Each record below must be returned exactly, with no line left out.

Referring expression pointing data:
======

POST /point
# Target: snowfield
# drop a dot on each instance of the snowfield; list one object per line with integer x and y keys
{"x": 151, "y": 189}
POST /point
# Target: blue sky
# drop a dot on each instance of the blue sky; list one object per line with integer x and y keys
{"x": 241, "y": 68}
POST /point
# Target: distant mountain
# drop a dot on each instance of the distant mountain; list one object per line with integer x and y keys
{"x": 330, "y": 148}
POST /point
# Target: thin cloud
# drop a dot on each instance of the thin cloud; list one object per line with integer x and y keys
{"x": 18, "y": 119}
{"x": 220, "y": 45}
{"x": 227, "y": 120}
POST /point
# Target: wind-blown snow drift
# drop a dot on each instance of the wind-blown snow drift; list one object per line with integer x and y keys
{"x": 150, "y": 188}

======

__Written response__
POST /point
# Target: snowfield
# drop a dot on each instance of the snowfield; list one object per line with integer x and y keys
{"x": 151, "y": 189}
POST /point
# Target: blue sky
# drop a dot on each instance of the blue sky; list one object per line with integer x and y keys
{"x": 241, "y": 68}
POST /point
# Target: distant mountain
# drop a dot on each instance of the distant mountain; list one object per line with integer x and y keys
{"x": 330, "y": 148}
POST /point
# Target: thin cloud
# drop a dot on each instance of the thin cloud; list one object per line with integer x and y keys
{"x": 18, "y": 119}
{"x": 220, "y": 45}
{"x": 227, "y": 120}
POST /point
# Target: wind-blown snow drift
# drop a dot on each instance of the wind-blown snow drift; list one object per line with integer x and y keys
{"x": 150, "y": 188}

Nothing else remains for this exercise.